◆ Objectives:
A - Using the news text on Rustad's drug policy, answer these:
(i) In which city was the major rally held on Sunday?
(ii) How many supervised consumption and overdose prevention sites are there in B.C.?
(iii) What does Rustad say the intention is?
B - Reproduce the passage of the news text on Rustad's drug policy starting at "BC Conservative leader" and ending at "Rustad told me.".

◆ Text section:
════════

BC Conservative leader John Rustad had been building for months to his announcement Sunday that he’d close B.C. safe injection sites and replace them with addiction intake facilities. He’s been hinting at the move for most of the year, as his drug policies emerged in dribs and drabs. The culmination occurred before a major rally in Surrey on Sunday.
“These inhalation sites, they're not safe, these injection sites as well. Enough of the drug dens. We need to be converting them over to make sure they're connected with recovery,” Rustad told me.
There are 48 supervised consumption and overdose prevention sites in B.C. Rustad said he could foresee leaving a small number open temporarily during the transition to treatment intake sites, but they could not be disruptive to neighbourhoods.
“I mean, look, the intention is here to link people to recovery,” he said.

════════

[Rows of an object-pointing dataset]

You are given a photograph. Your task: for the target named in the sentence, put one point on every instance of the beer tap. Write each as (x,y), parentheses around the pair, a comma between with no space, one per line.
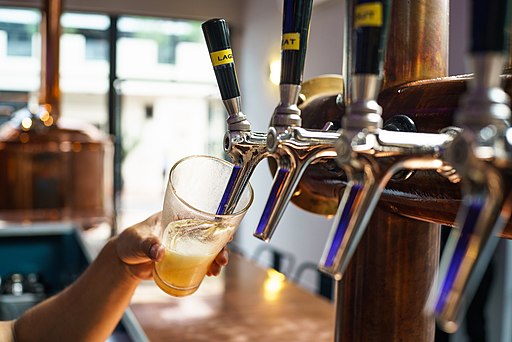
(245,147)
(293,147)
(369,154)
(483,155)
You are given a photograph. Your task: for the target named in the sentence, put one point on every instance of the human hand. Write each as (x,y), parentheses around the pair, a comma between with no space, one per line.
(139,246)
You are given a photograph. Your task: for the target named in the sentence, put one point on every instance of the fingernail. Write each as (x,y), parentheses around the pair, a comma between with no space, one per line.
(153,252)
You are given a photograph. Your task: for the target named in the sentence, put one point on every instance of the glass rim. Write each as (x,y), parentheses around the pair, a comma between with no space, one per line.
(182,200)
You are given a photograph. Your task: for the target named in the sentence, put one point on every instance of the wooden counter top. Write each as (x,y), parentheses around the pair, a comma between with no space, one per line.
(244,303)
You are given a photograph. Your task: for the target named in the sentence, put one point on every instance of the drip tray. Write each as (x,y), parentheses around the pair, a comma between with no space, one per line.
(42,259)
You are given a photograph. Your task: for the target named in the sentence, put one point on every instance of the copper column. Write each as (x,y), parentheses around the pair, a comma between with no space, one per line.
(383,293)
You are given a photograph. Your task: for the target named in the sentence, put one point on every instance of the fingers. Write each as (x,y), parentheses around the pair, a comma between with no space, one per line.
(139,243)
(220,260)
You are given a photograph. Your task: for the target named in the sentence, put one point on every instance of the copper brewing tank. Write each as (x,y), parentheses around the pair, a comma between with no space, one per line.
(413,86)
(52,168)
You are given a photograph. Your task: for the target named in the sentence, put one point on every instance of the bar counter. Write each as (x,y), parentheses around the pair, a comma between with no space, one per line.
(244,303)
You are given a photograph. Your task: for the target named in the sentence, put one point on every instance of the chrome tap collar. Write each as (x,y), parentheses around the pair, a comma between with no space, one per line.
(287,113)
(236,120)
(365,87)
(487,68)
(485,103)
(364,112)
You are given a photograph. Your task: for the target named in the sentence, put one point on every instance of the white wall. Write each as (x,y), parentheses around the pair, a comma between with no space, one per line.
(191,9)
(300,232)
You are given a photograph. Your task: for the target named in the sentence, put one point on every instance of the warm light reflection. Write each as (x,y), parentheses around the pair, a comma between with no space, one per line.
(273,284)
(45,115)
(275,71)
(26,123)
(49,121)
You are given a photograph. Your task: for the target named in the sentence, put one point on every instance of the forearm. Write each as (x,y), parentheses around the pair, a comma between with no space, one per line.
(88,310)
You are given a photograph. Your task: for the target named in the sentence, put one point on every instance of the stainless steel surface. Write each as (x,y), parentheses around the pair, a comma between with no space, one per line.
(286,113)
(294,150)
(483,156)
(370,162)
(236,119)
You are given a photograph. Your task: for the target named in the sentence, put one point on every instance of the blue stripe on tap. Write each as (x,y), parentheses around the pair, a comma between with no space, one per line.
(221,210)
(474,210)
(281,176)
(342,224)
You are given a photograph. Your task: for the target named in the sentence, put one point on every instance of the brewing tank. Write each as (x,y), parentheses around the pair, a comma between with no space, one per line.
(52,168)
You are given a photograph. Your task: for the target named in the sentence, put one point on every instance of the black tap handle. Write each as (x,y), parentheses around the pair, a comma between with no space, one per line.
(488,25)
(370,35)
(296,19)
(216,33)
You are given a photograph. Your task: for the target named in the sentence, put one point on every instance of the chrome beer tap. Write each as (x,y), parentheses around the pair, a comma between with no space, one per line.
(369,154)
(245,147)
(483,156)
(293,147)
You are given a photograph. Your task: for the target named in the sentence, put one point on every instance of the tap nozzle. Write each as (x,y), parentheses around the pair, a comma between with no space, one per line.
(481,156)
(245,147)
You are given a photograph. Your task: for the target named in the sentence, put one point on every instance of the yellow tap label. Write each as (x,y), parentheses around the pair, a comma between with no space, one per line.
(290,41)
(368,14)
(222,57)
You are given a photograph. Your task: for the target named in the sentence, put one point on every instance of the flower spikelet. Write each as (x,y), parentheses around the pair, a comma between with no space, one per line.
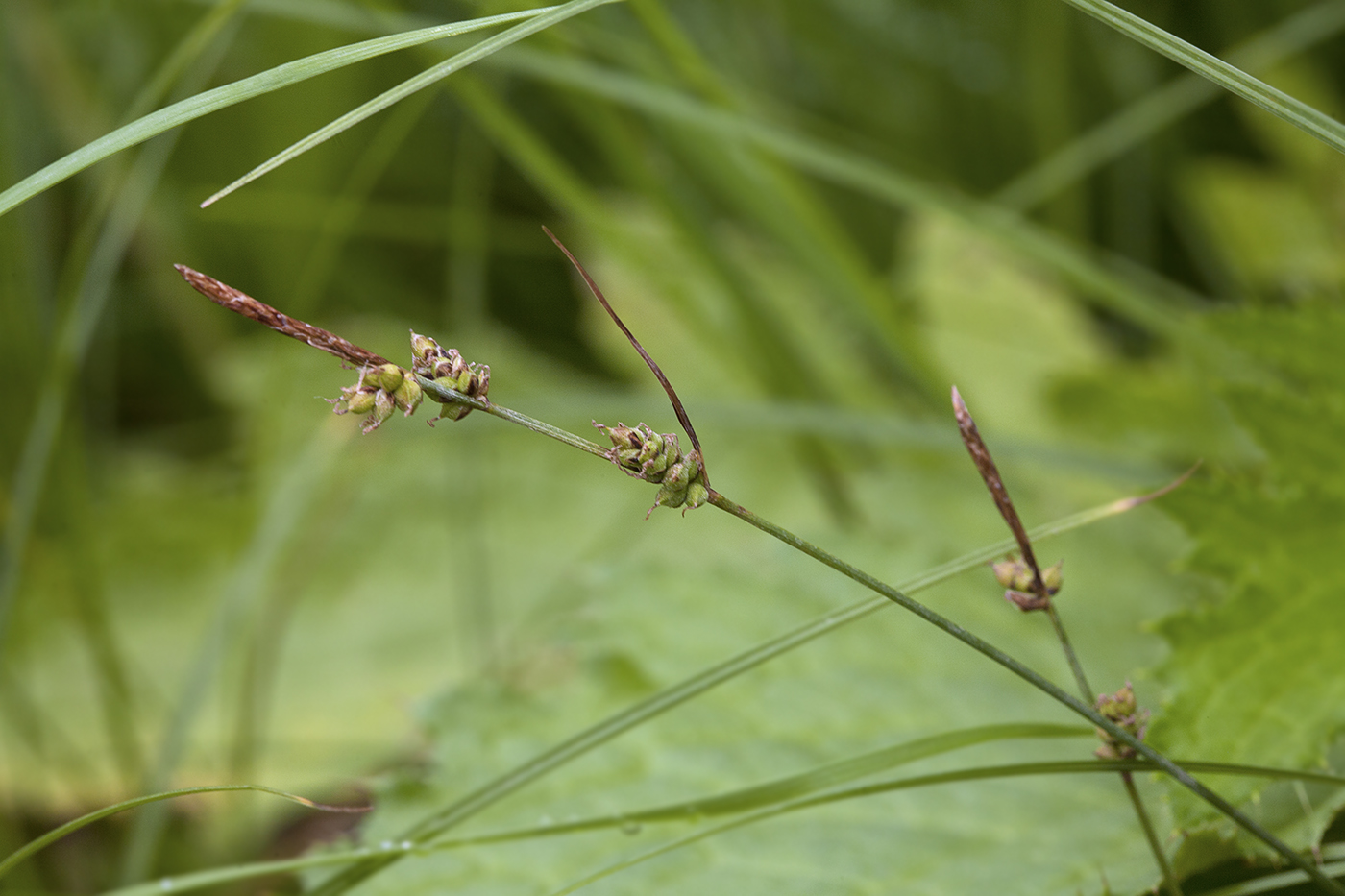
(658,458)
(1122,709)
(379,392)
(447,368)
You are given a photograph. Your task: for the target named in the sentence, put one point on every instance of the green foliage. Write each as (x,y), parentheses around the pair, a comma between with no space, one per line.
(208,579)
(1254,668)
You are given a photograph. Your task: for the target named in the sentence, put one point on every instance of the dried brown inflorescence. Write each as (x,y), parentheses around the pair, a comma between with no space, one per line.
(1025,581)
(229,298)
(382,386)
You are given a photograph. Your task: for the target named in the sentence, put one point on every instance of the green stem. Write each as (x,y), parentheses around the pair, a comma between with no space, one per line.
(1036,680)
(513,416)
(924,613)
(1071,657)
(1140,812)
(1150,835)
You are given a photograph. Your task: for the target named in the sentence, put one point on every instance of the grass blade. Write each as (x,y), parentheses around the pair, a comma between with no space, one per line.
(436,73)
(887,787)
(231,94)
(390,849)
(1228,77)
(1167,104)
(285,507)
(1153,303)
(676,694)
(84,821)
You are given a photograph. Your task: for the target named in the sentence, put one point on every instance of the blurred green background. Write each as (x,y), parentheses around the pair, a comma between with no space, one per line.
(817,217)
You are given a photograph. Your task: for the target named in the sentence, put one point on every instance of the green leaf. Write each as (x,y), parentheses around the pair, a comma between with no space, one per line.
(430,76)
(231,94)
(1255,671)
(1210,66)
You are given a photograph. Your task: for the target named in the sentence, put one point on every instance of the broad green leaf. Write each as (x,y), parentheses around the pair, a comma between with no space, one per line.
(1255,670)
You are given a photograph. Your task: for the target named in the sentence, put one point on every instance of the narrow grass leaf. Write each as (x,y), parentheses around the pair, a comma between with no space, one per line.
(436,73)
(84,821)
(676,694)
(1228,77)
(396,849)
(887,787)
(1152,302)
(231,94)
(285,507)
(1142,118)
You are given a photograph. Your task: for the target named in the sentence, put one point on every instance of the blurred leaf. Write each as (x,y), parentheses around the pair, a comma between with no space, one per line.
(1255,670)
(1231,78)
(204,104)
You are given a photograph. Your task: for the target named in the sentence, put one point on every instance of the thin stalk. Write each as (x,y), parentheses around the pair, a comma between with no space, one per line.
(1071,657)
(390,851)
(1038,681)
(1150,835)
(326,341)
(513,416)
(985,463)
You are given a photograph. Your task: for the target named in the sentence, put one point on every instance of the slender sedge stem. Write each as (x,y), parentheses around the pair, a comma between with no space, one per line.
(1042,684)
(232,299)
(1150,835)
(513,416)
(1071,657)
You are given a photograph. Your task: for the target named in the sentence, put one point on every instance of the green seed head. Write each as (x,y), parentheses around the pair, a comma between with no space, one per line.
(360,401)
(389,376)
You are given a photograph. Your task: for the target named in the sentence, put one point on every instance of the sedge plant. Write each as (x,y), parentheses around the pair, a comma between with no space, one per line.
(383,388)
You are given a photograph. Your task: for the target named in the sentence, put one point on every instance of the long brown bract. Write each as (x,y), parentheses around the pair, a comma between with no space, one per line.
(990,473)
(229,298)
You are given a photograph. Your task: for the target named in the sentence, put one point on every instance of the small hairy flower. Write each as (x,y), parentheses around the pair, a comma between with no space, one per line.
(377,393)
(1017,579)
(1125,711)
(446,366)
(658,458)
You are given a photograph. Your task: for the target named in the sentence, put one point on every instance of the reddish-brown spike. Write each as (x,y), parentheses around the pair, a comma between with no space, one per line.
(990,473)
(229,298)
(668,386)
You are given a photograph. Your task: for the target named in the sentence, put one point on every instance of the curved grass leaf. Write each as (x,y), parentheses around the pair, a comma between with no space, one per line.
(84,821)
(285,509)
(1150,302)
(397,849)
(114,222)
(1228,77)
(409,86)
(231,94)
(1162,107)
(927,781)
(1284,880)
(676,694)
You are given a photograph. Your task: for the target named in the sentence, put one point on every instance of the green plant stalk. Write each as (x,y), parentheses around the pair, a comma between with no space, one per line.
(289,500)
(1150,835)
(1126,777)
(944,624)
(1231,78)
(1042,684)
(390,851)
(116,221)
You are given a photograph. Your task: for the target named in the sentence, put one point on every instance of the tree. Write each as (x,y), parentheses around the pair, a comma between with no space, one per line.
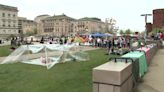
(30,33)
(122,32)
(128,31)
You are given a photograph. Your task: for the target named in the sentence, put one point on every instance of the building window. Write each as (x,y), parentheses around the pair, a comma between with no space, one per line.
(3,14)
(14,21)
(4,31)
(8,15)
(13,15)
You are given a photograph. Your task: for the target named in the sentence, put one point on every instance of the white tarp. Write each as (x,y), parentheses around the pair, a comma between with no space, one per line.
(46,54)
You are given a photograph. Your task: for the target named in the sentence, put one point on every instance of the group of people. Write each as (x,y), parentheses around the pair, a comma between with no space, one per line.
(158,36)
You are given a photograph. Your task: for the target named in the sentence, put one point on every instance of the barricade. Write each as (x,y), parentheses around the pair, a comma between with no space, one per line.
(113,77)
(121,74)
(142,60)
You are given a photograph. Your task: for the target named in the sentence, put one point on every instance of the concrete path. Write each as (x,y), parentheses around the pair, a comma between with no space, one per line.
(153,81)
(38,55)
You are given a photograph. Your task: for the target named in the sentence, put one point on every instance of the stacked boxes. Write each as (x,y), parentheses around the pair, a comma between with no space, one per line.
(113,77)
(147,53)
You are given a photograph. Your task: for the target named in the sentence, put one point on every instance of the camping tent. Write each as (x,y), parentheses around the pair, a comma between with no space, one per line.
(46,54)
(100,35)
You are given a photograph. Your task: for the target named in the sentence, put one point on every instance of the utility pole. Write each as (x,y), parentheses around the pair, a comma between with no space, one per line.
(146,15)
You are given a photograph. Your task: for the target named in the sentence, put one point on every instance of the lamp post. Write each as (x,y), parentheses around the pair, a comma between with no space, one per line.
(146,15)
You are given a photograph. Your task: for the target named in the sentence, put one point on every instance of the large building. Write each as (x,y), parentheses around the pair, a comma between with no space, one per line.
(39,22)
(90,25)
(59,25)
(27,27)
(8,20)
(158,18)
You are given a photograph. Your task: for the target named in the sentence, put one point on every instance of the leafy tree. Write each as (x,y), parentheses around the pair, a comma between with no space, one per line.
(128,31)
(122,32)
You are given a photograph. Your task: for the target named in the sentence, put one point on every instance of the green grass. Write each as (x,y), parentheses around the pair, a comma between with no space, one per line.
(5,50)
(67,77)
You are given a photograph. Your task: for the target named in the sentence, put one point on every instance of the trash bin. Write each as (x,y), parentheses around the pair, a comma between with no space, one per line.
(142,61)
(147,53)
(153,50)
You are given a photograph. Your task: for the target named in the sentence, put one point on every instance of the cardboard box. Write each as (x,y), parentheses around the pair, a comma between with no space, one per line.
(112,73)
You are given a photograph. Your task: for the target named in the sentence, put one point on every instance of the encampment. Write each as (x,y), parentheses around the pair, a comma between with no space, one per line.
(46,54)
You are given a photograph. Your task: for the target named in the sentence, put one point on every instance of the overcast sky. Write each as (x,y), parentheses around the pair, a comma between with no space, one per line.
(126,12)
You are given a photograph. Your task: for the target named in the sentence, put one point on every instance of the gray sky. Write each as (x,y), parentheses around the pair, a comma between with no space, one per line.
(126,12)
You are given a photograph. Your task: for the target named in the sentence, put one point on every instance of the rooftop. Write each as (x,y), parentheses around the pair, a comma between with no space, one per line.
(63,16)
(90,19)
(9,8)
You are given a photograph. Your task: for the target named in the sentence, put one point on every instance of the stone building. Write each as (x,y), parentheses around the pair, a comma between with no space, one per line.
(8,20)
(27,27)
(90,25)
(38,20)
(59,25)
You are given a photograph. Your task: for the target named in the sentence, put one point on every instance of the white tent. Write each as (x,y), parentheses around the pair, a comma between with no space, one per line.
(46,54)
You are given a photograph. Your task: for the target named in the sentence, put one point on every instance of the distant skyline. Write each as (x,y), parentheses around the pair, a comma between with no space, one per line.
(126,12)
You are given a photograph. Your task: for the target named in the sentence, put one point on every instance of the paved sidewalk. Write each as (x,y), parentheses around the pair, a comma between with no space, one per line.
(38,55)
(153,81)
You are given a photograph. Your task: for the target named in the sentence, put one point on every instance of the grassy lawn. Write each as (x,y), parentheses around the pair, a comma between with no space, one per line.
(5,50)
(67,77)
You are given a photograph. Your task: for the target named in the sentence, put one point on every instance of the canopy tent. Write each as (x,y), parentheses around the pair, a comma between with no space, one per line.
(100,35)
(46,54)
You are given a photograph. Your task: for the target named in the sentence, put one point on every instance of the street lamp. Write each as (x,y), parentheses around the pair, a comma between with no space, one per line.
(146,15)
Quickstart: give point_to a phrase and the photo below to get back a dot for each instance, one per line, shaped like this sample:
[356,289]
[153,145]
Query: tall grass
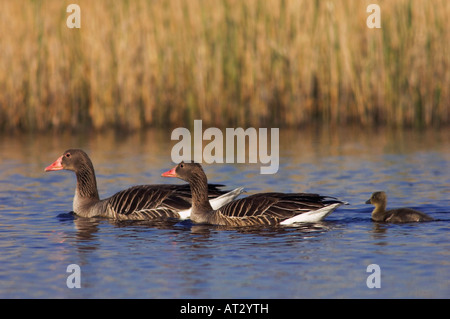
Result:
[135,64]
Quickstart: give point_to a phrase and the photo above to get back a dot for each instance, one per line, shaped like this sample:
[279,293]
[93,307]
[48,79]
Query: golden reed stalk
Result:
[136,64]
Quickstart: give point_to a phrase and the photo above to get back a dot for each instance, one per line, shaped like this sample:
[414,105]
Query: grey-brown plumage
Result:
[398,215]
[258,209]
[143,202]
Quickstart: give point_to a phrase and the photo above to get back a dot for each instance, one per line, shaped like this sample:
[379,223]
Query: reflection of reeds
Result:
[256,62]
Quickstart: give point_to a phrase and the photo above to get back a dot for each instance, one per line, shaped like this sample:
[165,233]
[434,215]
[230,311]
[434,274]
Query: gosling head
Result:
[377,198]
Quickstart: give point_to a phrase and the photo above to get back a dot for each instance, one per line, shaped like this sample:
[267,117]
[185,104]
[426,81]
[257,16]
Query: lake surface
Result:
[39,238]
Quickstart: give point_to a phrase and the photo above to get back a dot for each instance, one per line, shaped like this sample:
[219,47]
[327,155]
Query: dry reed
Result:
[136,64]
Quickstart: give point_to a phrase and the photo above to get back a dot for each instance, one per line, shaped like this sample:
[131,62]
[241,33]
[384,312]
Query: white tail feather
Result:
[312,216]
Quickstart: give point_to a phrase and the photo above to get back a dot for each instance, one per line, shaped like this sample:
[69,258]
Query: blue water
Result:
[39,237]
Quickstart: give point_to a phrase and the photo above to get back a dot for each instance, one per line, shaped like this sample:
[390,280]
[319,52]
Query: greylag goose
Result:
[143,202]
[398,215]
[258,209]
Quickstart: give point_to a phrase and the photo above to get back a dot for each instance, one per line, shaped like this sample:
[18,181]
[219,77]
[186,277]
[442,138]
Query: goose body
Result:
[258,209]
[398,215]
[143,202]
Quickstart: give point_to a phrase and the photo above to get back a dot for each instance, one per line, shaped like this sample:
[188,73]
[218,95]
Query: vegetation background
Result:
[137,64]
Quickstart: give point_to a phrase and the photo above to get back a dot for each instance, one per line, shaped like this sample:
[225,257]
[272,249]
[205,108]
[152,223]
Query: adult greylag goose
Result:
[398,215]
[258,209]
[143,202]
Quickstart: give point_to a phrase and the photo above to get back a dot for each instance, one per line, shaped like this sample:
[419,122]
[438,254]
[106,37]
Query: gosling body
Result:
[398,215]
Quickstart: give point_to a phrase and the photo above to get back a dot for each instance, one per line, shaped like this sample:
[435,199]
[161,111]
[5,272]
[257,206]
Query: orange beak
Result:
[170,173]
[56,166]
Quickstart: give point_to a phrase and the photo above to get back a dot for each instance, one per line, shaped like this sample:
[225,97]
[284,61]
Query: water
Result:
[39,237]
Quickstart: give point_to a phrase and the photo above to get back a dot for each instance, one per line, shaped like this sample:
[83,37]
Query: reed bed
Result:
[136,64]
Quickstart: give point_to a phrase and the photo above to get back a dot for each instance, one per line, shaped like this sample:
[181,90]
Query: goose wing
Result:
[155,201]
[276,205]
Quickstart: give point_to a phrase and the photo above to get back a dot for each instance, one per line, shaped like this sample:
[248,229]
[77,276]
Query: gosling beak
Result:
[56,166]
[170,173]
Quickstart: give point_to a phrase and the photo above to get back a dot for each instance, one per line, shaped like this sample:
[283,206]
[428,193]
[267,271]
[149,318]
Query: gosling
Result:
[399,215]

════════

◆ Answers:
A -
(i) Surrey
(ii) 48
(iii) To link people to recovery

B -
BC Conservative leader John Rustad had been building for months to his announcement Sunday that he’d close B.C. safe injection sites and replace them with addiction intake facilities. He’s been hinting at the move for most of the year, as his drug policies emerged in dribs and drabs. The culmination occurred before a major rally in Surrey on Sunday.
“These inhalation sites, they're not safe, these injection sites as well. Enough of the drug dens. We need to be converting them over to make sure they're connected with recovery,” Rustad told me.